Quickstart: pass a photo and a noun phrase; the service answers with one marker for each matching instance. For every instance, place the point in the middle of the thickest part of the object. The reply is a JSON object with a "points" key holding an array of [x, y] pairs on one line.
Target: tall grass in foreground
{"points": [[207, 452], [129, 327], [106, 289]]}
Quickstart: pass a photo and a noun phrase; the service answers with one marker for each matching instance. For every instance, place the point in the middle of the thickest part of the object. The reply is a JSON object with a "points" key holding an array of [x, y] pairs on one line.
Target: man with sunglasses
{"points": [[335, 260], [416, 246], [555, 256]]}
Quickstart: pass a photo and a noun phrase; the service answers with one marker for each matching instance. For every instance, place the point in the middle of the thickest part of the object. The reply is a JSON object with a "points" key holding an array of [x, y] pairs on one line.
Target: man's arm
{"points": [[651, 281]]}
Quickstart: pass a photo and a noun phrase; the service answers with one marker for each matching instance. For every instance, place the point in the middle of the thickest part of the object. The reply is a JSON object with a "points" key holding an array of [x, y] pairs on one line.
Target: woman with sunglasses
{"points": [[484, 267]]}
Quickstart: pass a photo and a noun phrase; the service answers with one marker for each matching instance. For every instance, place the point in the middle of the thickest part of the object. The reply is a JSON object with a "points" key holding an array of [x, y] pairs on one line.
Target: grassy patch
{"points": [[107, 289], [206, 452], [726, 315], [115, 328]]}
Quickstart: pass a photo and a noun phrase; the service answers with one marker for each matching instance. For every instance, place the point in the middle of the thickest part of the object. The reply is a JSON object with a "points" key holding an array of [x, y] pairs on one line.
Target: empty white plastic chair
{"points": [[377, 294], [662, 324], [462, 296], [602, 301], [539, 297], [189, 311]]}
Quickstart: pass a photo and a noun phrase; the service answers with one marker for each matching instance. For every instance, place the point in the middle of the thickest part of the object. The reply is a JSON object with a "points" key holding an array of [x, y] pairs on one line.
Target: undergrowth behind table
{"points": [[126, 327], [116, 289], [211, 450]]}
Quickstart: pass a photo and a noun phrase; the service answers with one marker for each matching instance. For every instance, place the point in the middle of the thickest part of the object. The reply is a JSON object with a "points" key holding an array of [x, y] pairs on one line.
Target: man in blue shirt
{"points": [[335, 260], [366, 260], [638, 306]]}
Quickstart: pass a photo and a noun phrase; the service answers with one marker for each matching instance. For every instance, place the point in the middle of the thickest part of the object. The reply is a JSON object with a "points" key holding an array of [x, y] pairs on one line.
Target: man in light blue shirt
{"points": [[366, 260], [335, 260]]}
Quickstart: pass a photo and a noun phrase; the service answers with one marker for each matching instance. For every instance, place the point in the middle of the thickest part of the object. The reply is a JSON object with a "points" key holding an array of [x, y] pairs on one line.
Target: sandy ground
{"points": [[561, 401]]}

**Task requirements**
Each record above should be restated word for word.

**The completed task**
Quickstart: pass a photo and a noun phrase; the service answers with one marker for each matching instance. For every instance, place the point in the middle of the thickest part of the object. The reply is a JSON object with a "points" key holding an array of [x, y] pairs on one line.
Target: tall grass in foreground
{"points": [[207, 452], [129, 327], [106, 289]]}
Quickstart: pass a photo and a noun phrase; the service answers with one marker for each matching instance. For every instance, place the point in the middle of the thickest part of the object. The reply is a JSON object with a "points" key holding an array of [x, y] pairs on one line.
Target: man with sunglasses
{"points": [[335, 260], [416, 246], [555, 256]]}
Quickstart: pass a photo and a noun phrase; the service answers with one marker for each matching instance. For every instance, place the point in the middle of the thickest part of the object. The reply is a JSON object with a "points" key holding an array of [x, y] pairs on one line.
Target: man's arm
{"points": [[651, 281]]}
Quickstart: pass a photo and a noun phrase; the service answers with one marker for each matching instance. For every instance, place the point in the middle of the thickest part of the object. The reply is a JSON object with a "points" key holding an array of [x, y] pairs on one line.
Target: woman with sunglasses
{"points": [[484, 267]]}
Quickstart: pass a photo and a noun phrase; the service answers with one marker for each matching instance. For every instance, place the point in the middle of the thickest part of the object. The reply is a JSON object with a "points" key holding an array of [x, y] pairs on one line.
Target: grassy patch
{"points": [[107, 289], [206, 452], [726, 315], [115, 328]]}
Quickstart: pass a photo and a noun phrase; the service answers with one marker for each matching instance. For every instance, place the point in the middle of the thickest part of the object. The reply is a JSON object with a "points" key holding an array of [x, y] pairs on one line.
Target: empty white plastic chair
{"points": [[377, 294], [662, 324], [462, 296], [602, 301], [539, 297], [189, 311]]}
Quickstart: pass a photo and a noun phrase; the service answers with one marker for each matching instance. For every instance, place the point in the middle of the thickest part of the object. The reply is a JSON object with a "points" key holding an array of [x, y] pairs on one line.
Target: undergrowth behind table
{"points": [[126, 327], [116, 289], [211, 450]]}
Quickstart: pass a photo and a noun phrase; the service answers with one marker for each matching instance. For every instance, place the point in the middle of the thickest part of the object. The reply is a JSON object with a "points" key holding an array of [x, y] pairs on one line.
Target: man in blue shirt
{"points": [[335, 260], [366, 260], [638, 306]]}
Quickstart: pass a photo and a noun phrase; the service answers with one marker for each matching instance. For every instance, place the point in the middle of the thickest part of the object. The reply is a JSON object with a "points" key holding an array of [x, y] pairs on one line.
Target: man in light blue shirt
{"points": [[366, 260], [335, 260]]}
Quickstart: pass a photo and a noun phrase; the service answers with one marker for each matching instance. For every instance, place the point in the middle of the thickest part of the object. The reply is a JSON object with a "points" key holding an array of [x, y] pairs on one line.
Target: sandy ground
{"points": [[561, 401]]}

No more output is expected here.